Task input:

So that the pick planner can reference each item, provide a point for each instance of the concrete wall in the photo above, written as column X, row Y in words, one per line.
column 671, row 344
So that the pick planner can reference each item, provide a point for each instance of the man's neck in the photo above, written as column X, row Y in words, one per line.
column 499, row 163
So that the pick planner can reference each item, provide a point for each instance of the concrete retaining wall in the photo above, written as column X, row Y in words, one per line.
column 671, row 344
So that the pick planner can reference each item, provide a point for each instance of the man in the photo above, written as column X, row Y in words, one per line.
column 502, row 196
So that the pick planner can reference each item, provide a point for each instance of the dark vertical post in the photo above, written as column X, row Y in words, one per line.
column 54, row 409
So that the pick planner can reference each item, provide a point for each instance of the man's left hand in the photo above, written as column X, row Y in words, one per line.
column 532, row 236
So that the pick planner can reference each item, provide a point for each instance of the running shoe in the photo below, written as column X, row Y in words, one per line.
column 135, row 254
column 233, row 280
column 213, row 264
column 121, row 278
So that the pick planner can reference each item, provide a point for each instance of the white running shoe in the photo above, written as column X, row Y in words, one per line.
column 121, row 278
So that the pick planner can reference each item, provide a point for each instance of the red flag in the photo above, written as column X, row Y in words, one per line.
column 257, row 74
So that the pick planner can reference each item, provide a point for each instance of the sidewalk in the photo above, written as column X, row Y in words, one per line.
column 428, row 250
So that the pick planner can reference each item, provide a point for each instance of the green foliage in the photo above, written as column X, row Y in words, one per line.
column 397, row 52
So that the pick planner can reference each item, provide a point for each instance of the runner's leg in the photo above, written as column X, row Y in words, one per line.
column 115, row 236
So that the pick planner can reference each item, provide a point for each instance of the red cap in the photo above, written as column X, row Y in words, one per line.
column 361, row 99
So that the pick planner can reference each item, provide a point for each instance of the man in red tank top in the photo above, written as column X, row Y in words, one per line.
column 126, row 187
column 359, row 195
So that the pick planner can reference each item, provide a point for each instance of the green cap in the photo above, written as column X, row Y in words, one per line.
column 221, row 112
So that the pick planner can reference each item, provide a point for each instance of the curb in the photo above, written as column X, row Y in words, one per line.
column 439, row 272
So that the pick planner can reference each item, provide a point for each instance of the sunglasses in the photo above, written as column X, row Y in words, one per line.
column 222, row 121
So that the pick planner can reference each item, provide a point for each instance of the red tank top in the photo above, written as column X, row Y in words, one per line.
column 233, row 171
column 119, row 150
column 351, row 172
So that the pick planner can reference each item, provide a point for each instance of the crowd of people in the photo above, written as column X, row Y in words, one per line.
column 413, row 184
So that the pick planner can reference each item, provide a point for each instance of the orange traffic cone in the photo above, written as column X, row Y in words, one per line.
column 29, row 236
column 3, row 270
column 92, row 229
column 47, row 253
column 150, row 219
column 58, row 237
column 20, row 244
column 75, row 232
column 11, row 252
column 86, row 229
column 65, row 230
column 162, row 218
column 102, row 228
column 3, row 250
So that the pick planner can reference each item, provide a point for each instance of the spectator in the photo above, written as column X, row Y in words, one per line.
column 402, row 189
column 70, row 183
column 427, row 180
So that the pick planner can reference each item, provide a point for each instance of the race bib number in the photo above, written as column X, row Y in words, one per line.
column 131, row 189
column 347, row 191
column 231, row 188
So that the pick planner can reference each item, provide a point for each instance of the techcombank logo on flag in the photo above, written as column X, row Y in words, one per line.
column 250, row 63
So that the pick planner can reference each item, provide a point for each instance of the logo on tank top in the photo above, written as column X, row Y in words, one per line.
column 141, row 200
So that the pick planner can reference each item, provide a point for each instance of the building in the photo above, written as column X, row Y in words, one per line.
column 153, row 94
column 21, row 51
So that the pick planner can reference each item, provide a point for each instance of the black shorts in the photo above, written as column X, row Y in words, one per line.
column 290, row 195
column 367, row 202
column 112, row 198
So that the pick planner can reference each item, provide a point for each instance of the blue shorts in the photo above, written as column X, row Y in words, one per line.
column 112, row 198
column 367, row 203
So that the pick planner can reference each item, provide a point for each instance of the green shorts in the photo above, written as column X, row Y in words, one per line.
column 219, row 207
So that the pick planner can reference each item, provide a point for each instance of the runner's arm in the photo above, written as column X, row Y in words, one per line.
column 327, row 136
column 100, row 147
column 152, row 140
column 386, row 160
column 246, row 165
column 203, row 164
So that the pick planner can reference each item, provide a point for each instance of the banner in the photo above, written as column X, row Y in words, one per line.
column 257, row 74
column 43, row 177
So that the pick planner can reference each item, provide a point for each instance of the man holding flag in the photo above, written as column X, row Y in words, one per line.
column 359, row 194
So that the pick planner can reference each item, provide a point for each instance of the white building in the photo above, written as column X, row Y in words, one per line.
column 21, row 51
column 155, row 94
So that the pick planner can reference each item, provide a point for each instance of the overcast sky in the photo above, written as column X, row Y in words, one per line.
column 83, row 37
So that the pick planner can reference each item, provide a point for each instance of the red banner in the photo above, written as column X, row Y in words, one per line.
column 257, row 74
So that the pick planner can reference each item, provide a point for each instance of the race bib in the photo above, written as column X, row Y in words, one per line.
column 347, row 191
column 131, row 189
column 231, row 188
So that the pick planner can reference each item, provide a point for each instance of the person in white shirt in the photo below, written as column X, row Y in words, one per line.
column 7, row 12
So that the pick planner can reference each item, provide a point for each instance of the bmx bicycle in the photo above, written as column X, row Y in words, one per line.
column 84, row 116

Exercise:
Print the whole listing above again word for word, keeping every line in its original order.

Complete response:
So that the pick planner can reference each item, provide a point for each instance of the concrete wall in the photo above, written as column X, row Y in words, one per line.
column 671, row 344
So that the pick planner can reference each item, provide a point for each instance of the man's neck in the photo above, written as column X, row Y in words, one per line.
column 499, row 163
So that the pick planner can reference each item, provide a point for each instance of the concrete retaining wall in the photo above, written as column X, row Y in words, one per line.
column 671, row 344
So that the pick planner can reference each item, provide a point for each instance of the man in the photo above, written as column X, row Y in words, one per line.
column 502, row 196
So that the pick planner can reference each item, provide a point for each instance of the dark vertical post in the photo above, written as column X, row Y in words, one per line.
column 54, row 409
So that the pick planner can reference each item, provide a point for each instance of the man's left hand in the photo above, written as column X, row Y in words, one per line.
column 532, row 236
So that the pick planner can reference each item, provide a point for each instance of the running shoe in the photo below, written as column X, row Y in words, one per line.
column 135, row 254
column 233, row 280
column 213, row 264
column 121, row 278
So that the pick planner can reference each item, provide a point for each instance of the white running shoe in the photo above, written as column X, row Y in words, one per line.
column 121, row 278
So that the pick planner can reference each item, provide a point for each instance of the red flag in the photo above, written as column X, row Y in words, one per line.
column 257, row 74
So that the pick planner can reference each item, provide a point for each instance of the sidewalk in the photo above, written as column X, row Y in words, one per line.
column 428, row 250
So that the pick planner can reference each item, provide a point for each instance of the green foliage in the photo above, written as column X, row Y in words, one per line.
column 397, row 52
So that the pick planner can reference each item, provide a point for each instance of the runner's leg in the photo above, written as column X, row Y in words, one per line.
column 115, row 236
So that the pick planner can reference each item, provide a point for each instance of the red cap in the photo above, written as column X, row Y in words, one per line.
column 361, row 99
So that the pick planner can reference each item, provide a point for each instance of the man in red tank top in the photo above, written as column X, row Y in words, one per line.
column 126, row 187
column 359, row 195
So that the pick planner can reference each item, provide a point for each instance of the green cap in the photo above, written as column X, row Y in words, one per line.
column 221, row 112
So that the pick planner can reference each item, provide a point for each instance of the curb in the photo above, written as column X, row Y in words, one per line.
column 439, row 272
So that the pick planner can reference each item, provide a point for each instance of the sunglasses in the photo above, written as column X, row Y in words, one per line.
column 222, row 121
So that the pick planner can reference each item, provide a point for each instance of the red tank top in the photo above, written as column X, row Y in words, one per line.
column 233, row 171
column 119, row 150
column 351, row 172
So that the pick planner can reference each item, provide a point for each instance of the crowd of people in the photo above, written as column X, row Y in words, one per line.
column 413, row 184
So that the pick planner can reference each item, provide a point for each instance of the orange traffic cone in the photo above, written as column X, row Y in words, one per line.
column 29, row 236
column 3, row 270
column 92, row 229
column 47, row 253
column 150, row 219
column 58, row 237
column 20, row 244
column 75, row 232
column 11, row 252
column 86, row 229
column 65, row 230
column 162, row 218
column 102, row 228
column 3, row 250
So that the pick planner can reference each item, provide a point for each instance of the spectator in the photo above, written as column X, row Y in words, one per line.
column 402, row 189
column 70, row 183
column 427, row 180
So that the pick planner can reference each item, provide a point for each instance of the race bib number in the photo above, written as column X, row Y in words, one per line.
column 131, row 189
column 347, row 191
column 231, row 188
So that the pick planner can reference each item, provide a point for each instance of the techcombank logo on flag in the photo above, written as column X, row Y in words, one per line.
column 250, row 63
So that the pick planner can reference each item, provide a point for each instance of the logo on tank top in the photo above, written as column X, row Y in words, one per line.
column 141, row 200
So that the pick planner can reference each item, provide a point for each instance of the building in the photo above, written as column X, row Y in words, one per line.
column 153, row 94
column 21, row 51
So that the pick planner can reference each item, provide a point for each instance of the black shorts in the photo above, written as column X, row Y in words, one per line.
column 290, row 195
column 367, row 202
column 112, row 198
So that the pick planner can reference each item, provide a point for each instance of the blue shorts in the photo above, written as column X, row Y in words, one per line.
column 112, row 198
column 367, row 203
So that the pick planner can reference each item, provide a point for each instance of the green shorts in the photo above, written as column X, row Y in words, one per line.
column 219, row 207
So that the pick planner can reference each item, provide a point for each instance of the runner's arm in the photo above, written as column X, row Y in words, one per line.
column 327, row 136
column 100, row 147
column 152, row 140
column 386, row 160
column 246, row 165
column 203, row 164
So that the pick planner can reference each item, provide a point for each instance of the banner in the photo above, written as column X, row Y in words, one per line.
column 257, row 74
column 43, row 177
So that the pick planner can reference each item, provide a point for each instance of the man holding flag in the photo above, written as column X, row Y in words, one per line.
column 359, row 194
So that the pick planner can reference each item, provide a point for each instance of the white building in the photo above, written as column X, row Y in words, one per line.
column 21, row 51
column 155, row 94
So that the pick planner can reference each item, provide a point for each instance of the overcast sky in the photo above, written as column X, row Y in words, one per line.
column 83, row 37
So that the pick planner can reference each item, provide a point for each instance of the red banner in the photo above, written as column X, row Y in words, one per line.
column 257, row 74
So that the pick planner can reference each item, provide a point for each instance of the race bib in the photo above, written as column X, row Y in words, one per line.
column 347, row 191
column 131, row 189
column 231, row 188
So that the pick planner can reference each item, provide a point for each instance of the person in white shirt in the photo below, written as column X, row Y in words, one per line.
column 7, row 12
So that the pick planner can reference each item, provide a point for each instance of the bmx bicycle in the photo above, written as column X, row Y in words, one per line.
column 84, row 116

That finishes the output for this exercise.